(Material supplied begins)

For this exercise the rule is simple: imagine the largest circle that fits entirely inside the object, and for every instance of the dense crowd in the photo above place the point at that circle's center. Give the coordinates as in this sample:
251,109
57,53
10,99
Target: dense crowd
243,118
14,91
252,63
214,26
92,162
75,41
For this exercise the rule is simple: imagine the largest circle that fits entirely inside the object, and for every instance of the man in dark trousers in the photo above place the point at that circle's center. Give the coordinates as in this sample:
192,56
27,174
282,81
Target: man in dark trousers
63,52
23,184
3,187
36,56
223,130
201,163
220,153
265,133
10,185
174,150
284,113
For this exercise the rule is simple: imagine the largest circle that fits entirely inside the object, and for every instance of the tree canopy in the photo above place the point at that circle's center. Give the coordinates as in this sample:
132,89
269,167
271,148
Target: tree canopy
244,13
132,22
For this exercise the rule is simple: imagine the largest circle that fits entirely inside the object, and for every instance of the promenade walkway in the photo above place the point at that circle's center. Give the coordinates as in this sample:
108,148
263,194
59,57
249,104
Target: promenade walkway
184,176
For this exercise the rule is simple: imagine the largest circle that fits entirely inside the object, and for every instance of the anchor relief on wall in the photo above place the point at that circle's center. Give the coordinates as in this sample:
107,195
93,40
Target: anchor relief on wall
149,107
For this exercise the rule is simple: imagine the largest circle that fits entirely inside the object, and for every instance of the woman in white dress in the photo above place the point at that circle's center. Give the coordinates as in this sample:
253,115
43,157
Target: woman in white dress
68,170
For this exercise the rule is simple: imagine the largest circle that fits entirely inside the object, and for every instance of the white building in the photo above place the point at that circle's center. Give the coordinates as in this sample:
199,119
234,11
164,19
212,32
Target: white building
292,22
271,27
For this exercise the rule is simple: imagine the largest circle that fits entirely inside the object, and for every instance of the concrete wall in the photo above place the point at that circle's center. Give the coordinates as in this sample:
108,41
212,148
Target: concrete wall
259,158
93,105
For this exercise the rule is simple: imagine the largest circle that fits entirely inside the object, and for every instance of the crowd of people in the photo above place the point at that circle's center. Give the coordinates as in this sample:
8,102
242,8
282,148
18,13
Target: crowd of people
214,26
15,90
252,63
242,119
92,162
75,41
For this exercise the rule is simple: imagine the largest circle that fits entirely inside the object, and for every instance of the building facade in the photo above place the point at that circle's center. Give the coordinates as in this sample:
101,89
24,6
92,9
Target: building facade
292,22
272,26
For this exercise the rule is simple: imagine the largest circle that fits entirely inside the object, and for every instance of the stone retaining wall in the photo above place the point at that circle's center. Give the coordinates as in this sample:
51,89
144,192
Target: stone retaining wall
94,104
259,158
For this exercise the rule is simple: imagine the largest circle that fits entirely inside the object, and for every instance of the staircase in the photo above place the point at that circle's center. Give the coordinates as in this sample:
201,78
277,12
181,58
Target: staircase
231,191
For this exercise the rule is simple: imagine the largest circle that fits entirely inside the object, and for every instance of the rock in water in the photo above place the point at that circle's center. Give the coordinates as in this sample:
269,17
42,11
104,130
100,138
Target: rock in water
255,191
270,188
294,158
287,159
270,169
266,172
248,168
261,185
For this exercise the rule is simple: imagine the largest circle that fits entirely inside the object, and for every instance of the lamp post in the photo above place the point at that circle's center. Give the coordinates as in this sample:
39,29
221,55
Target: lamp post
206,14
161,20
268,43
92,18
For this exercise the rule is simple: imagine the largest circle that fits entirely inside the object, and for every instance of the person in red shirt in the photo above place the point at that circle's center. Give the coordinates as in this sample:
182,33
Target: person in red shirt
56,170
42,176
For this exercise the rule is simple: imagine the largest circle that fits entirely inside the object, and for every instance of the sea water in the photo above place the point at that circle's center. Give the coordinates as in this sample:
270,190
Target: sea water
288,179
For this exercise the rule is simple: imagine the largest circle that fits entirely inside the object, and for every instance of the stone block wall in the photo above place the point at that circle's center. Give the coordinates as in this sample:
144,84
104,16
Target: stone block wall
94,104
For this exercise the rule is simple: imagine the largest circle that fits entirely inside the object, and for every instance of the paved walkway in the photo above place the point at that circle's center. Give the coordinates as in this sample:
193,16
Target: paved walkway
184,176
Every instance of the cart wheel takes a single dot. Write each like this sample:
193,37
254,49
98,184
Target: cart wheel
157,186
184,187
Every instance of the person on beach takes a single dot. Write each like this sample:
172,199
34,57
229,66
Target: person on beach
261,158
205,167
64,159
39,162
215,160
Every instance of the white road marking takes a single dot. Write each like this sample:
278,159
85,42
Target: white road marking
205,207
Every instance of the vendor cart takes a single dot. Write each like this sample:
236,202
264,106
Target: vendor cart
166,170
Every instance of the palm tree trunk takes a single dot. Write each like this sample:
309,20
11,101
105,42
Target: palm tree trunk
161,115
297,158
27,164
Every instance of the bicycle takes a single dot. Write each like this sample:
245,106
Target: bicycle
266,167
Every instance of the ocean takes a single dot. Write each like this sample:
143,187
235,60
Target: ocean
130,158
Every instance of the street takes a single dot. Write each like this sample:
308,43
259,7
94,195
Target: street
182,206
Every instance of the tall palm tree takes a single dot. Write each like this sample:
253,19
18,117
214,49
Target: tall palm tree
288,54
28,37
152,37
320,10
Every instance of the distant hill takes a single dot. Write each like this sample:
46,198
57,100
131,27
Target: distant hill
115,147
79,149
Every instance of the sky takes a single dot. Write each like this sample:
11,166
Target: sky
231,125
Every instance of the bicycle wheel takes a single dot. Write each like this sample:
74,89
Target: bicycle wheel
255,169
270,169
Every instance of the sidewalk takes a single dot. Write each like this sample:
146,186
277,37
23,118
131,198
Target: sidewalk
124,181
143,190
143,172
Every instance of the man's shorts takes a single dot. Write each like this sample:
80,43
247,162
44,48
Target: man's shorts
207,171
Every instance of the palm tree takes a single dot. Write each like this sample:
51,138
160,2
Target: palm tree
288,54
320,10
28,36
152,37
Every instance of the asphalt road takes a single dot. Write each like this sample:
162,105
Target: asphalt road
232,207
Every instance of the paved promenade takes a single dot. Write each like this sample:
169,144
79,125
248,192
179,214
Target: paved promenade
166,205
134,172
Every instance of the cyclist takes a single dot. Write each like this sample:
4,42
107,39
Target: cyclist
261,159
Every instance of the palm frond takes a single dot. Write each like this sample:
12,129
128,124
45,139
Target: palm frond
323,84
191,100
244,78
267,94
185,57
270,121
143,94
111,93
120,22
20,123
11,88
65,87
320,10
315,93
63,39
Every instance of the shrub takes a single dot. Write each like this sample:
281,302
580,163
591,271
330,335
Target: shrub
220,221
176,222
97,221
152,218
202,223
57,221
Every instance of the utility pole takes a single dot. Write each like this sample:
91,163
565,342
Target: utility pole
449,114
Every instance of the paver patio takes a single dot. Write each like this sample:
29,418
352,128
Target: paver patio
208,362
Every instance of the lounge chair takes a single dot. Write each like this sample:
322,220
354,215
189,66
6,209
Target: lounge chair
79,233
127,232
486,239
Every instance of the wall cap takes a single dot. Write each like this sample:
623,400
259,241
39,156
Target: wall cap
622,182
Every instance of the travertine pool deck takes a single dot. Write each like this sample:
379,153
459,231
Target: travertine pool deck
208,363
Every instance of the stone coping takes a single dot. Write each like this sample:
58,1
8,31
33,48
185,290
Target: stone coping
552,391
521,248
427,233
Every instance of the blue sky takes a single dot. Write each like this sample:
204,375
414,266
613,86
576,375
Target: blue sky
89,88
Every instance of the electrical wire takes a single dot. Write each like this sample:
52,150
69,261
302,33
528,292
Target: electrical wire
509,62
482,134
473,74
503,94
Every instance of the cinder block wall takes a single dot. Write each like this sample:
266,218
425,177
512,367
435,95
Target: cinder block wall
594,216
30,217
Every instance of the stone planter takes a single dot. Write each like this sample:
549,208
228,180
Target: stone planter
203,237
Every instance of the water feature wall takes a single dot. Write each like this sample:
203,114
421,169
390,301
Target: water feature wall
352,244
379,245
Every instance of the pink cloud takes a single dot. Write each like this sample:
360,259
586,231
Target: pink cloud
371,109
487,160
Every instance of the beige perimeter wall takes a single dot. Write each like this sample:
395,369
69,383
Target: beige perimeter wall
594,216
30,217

(Material supplied ends)

The lines beginning with the one that holds "Every instance of the cinder" and ending with the last line of the data above are to be reproduced exactly, and nothing else.

# Expected output
Every instance of the cinder block wall takes a single dot. Write each like this sample:
266,218
425,177
512,367
435,95
Target: cinder block wall
594,216
30,217
Every instance of the stone planter takes a single dot. Write each like this sample:
549,208
228,180
Target: stone planter
203,237
Every instance of the water feature wall takes a single dot. Write each like this sample:
203,114
421,169
390,301
Target: water feature wall
352,244
379,245
Every instance of the pink cloud takes a single dot. Write each like this sample:
360,259
586,231
Target: pink cloud
371,109
487,160
Every instance of the beige perimeter wall takes a single dot. Write each like this sample:
395,369
69,383
Target: beige perimeter wall
594,216
30,217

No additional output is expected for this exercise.